*STATED PROBLEM*: The listing below is to be output in its exact form.

● ● ● ● ●

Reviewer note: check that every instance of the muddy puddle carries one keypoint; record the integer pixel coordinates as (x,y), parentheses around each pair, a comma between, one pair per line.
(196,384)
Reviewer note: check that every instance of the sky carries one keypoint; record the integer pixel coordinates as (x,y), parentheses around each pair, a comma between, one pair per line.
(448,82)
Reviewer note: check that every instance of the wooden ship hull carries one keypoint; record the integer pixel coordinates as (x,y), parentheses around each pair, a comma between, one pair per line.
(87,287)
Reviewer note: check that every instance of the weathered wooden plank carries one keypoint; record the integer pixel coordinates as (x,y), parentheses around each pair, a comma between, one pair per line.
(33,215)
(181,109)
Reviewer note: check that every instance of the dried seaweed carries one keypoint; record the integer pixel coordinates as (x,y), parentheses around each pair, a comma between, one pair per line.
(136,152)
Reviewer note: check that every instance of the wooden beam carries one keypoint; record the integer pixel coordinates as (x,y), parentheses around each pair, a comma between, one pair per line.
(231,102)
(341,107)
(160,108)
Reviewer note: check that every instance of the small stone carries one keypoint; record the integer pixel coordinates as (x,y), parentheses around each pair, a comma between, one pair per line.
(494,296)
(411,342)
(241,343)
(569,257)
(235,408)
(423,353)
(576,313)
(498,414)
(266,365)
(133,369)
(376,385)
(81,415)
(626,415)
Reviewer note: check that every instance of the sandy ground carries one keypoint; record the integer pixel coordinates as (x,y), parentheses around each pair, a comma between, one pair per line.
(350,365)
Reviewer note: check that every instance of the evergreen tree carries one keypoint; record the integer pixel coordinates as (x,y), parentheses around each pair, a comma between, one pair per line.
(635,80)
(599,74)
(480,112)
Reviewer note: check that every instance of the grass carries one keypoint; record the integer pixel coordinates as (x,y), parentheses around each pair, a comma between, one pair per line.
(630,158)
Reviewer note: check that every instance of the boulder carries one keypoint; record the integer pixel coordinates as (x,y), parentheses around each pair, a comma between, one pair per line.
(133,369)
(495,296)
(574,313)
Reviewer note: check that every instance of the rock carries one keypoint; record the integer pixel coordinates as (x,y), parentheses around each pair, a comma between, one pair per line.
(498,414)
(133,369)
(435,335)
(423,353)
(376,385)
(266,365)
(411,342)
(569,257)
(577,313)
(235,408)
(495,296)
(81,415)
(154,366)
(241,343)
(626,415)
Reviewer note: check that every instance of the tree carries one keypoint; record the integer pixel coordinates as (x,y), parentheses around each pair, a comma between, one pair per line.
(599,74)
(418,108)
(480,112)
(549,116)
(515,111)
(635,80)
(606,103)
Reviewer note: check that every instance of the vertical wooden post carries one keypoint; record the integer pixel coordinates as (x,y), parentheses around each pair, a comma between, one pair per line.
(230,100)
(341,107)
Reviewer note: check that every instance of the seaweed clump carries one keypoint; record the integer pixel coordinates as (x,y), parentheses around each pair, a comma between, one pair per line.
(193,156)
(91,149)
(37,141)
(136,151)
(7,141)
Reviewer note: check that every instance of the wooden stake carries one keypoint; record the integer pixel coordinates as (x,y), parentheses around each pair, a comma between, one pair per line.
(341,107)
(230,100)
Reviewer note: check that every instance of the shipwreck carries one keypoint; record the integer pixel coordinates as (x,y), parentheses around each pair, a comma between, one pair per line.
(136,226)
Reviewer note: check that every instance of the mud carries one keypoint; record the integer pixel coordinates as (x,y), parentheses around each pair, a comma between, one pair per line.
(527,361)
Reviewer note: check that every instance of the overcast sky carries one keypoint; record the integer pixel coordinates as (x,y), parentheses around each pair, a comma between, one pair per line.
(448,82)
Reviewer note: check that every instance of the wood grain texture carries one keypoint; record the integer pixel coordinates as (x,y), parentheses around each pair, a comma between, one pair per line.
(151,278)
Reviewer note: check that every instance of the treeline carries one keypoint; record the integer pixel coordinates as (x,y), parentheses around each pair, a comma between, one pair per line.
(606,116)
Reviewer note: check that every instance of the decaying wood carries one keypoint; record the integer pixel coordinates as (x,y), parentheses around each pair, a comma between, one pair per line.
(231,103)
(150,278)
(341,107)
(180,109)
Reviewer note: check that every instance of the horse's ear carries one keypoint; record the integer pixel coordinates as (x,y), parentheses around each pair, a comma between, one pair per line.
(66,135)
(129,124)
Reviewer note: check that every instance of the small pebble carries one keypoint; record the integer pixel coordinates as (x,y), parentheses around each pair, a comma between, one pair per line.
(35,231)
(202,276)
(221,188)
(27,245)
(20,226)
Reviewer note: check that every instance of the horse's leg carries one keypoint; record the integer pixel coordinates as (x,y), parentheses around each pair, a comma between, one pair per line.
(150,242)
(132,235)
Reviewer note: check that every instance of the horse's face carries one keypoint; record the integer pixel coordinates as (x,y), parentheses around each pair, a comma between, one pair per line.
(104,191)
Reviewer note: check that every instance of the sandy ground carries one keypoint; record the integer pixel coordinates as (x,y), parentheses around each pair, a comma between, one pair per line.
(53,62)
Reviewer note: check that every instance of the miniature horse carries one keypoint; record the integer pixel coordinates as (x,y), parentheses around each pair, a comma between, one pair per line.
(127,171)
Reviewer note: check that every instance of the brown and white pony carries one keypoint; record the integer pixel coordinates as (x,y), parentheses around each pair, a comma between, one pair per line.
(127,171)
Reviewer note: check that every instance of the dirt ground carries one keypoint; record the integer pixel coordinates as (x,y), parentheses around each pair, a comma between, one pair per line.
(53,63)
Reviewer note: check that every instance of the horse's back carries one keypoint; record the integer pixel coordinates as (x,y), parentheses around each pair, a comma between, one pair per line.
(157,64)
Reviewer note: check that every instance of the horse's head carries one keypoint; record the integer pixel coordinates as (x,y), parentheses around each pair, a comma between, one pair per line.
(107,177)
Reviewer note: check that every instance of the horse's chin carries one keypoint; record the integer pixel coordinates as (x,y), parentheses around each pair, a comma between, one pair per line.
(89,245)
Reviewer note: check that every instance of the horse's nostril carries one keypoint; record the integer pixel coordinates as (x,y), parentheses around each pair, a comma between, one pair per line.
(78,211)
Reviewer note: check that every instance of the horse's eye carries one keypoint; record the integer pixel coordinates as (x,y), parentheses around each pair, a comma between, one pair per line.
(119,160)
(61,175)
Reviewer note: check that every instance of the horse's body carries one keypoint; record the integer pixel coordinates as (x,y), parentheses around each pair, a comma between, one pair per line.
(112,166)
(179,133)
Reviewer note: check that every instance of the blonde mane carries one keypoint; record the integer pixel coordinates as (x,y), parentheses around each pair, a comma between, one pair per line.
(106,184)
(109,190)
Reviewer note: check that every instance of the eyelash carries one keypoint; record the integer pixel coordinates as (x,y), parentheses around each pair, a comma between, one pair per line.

● ● ● ● ●

*FINAL RESULT*:
Reviewer note: check that every instance of the muddy puddle carries one keypoint; record the integer pixel coordinates as (x,y), parentheses around each pair, a comma between, one pair per line.
(196,384)
Reviewer note: check that every instance of the sky carries one keypoint; record the integer pixel coordinates as (x,y), parentheses around each pair, a comma between, one pair per line.
(448,82)
Reviewer note: check that every instance of the wooden ship hull carries one keypoint; record the integer pixel coordinates as (x,y), parentheses around each pair, a comma between, one pair per line.
(87,287)
Reviewer note: check that every instance of the weathered wooden plank carries one keypoint; record the integer pixel coordinates as (x,y), parentheses around each pair, a comma between, one pair per line.
(33,215)
(181,109)
Reviewer note: check that every instance of the dried seaweed carries one keypoint; record the integer pixel coordinates as (x,y), parentheses around each pair, a comma between, one pair per line.
(136,152)
Reviewer note: check that every instance of the wooden beam carries one keypoint; record the integer pixel coordinates as (x,y), parentheses around each pair, a comma between, one pair per line.
(231,102)
(341,107)
(160,108)
Reviewer note: check that every instance of the small stone carries one keypoint; record the integer pixel coordinates as (x,y), parentheses around each pair, a comma between, one pair per line.
(494,296)
(411,342)
(241,343)
(569,257)
(235,408)
(423,353)
(576,313)
(498,414)
(266,365)
(133,369)
(376,385)
(81,415)
(626,415)
Reviewer note: check that every instance of the sandy ground carries one keypoint; record the integer pixel coordinates as (x,y), parentheses around each pair, a comma between, one pair per line.
(350,365)
Reviewer note: check that every instance of the evergreen tree carries one keypoint; record the integer pixel coordinates as (x,y), parentheses around each pair, a comma between, one pair per line.
(635,80)
(599,74)
(480,112)
Reviewer note: check that every instance of the grass carries one keypoint; record the integer pixel coordinates as (x,y), parentheses around each pair, a comma between, one pair per line.
(630,158)
Reviewer note: check that every instance of the boulder carries one keypoint; record the integer pixel coordinates as (x,y), parentheses around each pair, a comma between, one pair per line.
(133,369)
(495,296)
(574,313)
Reviewer note: check that every instance of the rock carries one keypoint; record the integer pixel coordinates as (x,y), parentheses around each pair, a comma between, one pair per line.
(498,414)
(133,369)
(435,335)
(423,353)
(376,385)
(266,365)
(411,342)
(569,257)
(577,313)
(235,408)
(495,296)
(81,415)
(154,366)
(241,343)
(626,415)
Reviewer note: check that every instance of the tree carries one keypoint; record the integer pixel coordinates as (x,y), parentheses around each pair, a comma between, one pair per line.
(599,74)
(418,108)
(480,112)
(549,116)
(515,111)
(635,80)
(606,103)
Reviewer note: check that every instance of the vertical wooden post carries one keypoint; record the integer pixel coordinates as (x,y), parentheses around each pair, a comma between, one pair per line.
(230,100)
(341,107)
Reviewer note: check that every instance of the seaweed clump carries one keypoint; record the integer pixel coordinates as (x,y), parentheses around each pair, a comma between, one pair per line.
(193,156)
(91,149)
(37,141)
(136,151)
(7,141)
Reviewer note: check that every instance of the wooden stake carries one keypoint; record the integer pixel coordinates as (x,y), parentheses around each pair, a comma between, one pair per line.
(341,107)
(230,100)
Reviewer note: check that every instance of the shipwreck carries one keypoint; record the integer pixel coordinates as (x,y), parentheses around each pair, a comma between, one pair per line.
(136,226)
Reviewer note: check that every instance of the mud carries one keypoint; record the integer pixel coordinates as (x,y), parentheses around each pair, a comma between, one pair per line.
(527,361)
Reviewer note: check that every instance of the overcast sky carries one keypoint; record the integer pixel coordinates as (x,y), parentheses around each pair, a comma between, one pair per line.
(448,82)
Reviewer note: check that every instance of the wood grain texture carries one keypoint; record the integer pixel coordinates as (x,y), parentheses around each pair, a comma between, one pair per line.
(151,278)
Reviewer note: check that every instance of the treeline carries one keypoint; record the integer pixel coordinates as (x,y), parentheses around each pair, a comma between, one pair per line.
(606,116)
Reviewer note: check that every instance of the decaying wood carries one keypoint; record the integer pixel coordinates as (x,y), parentheses around each pair, a comma between, one pair per line.
(231,103)
(150,278)
(341,107)
(180,109)
Reviewer note: check that every instance of the horse's ear carries one keypoint; record the integer pixel coordinates as (x,y), parentheses around each pair, a comma between, one pair per line.
(66,135)
(129,124)
Reviewer note: check that every instance of the small pebble carries one keypoint; record the integer pixel coordinates as (x,y), parentheses around each pair, a comma between, one pair per line.
(35,231)
(202,276)
(221,188)
(27,245)
(20,226)
Reviewer note: check that every instance of the horse's leg carries one keypoint; record the integer pixel coordinates as (x,y), parentheses around each pair, a comma between, one pair per line.
(150,242)
(132,235)
Reviewer note: check that every instance of the horse's face carries one keypoint; record the integer pixel coordinates as (x,y), parentheses around each pair, a comma between, one pair per line.
(104,191)
Reviewer note: check that every instance of the sandy ground carries one keypoint; record the integer pixel coordinates as (x,y), parentheses around each pair, a comma between, one pair per line.
(53,62)
Reviewer note: check that every instance of the miniature horse carries one keypoint; record the integer pixel coordinates as (x,y), parentheses around each pair, a comma between, one pair per line.
(127,171)
Reviewer note: check that every instance of the brown and white pony carries one keypoint; record the integer pixel coordinates as (x,y), parentheses around each pair, a comma between, one pair per line.
(127,171)
Reviewer note: check that every instance of the dirt ground carries one keypoint; record the integer pixel coordinates as (x,y), parentheses around each pair, a comma between, one pair per line.
(53,63)
Reviewer note: check that every instance of the horse's back carries one keypoint; record the integer pixel coordinates as (x,y), parentheses around each pair, a comma between, one pair per line.
(157,64)
Reviewer note: check that every instance of the horse's head carries one keypoint; record the integer pixel coordinates as (x,y), parentheses around each pair, a comma between, one pair per line.
(107,177)
Reviewer note: check that every instance of the horse's chin carries one keypoint; record the integer pixel coordinates as (x,y), parentheses around each pair, a comma between, one pair per line.
(89,245)
Reviewer note: check that every instance of the horse's nostril carries one keypoint; record the integer pixel coordinates as (x,y), parentheses around each pair, a comma between, one pair per line.
(78,211)
Reviewer note: check that every instance of the horse's eye carries one keypoint; record the integer pixel coordinates as (x,y), parentheses around each pair, a comma between, one pair per line.
(119,160)
(61,175)
Reviewer note: check that every instance of the horse's body carries one keypoint; record the integer pixel coordinates as (x,y), parentheses around each pair, a comma between, one pair per line.
(112,166)
(179,133)
Reviewer note: check that every instance of the blonde mane carries one keypoint; record the integer pixel coordinates as (x,y), parentheses around each pair, a comma between, one pair per line.
(106,184)
(109,190)
Reviewer note: check that every instance of the eyelash carries one keypoint; record the integer pixel coordinates as (x,y), parentheses around each pair, a comma between, one pair per line.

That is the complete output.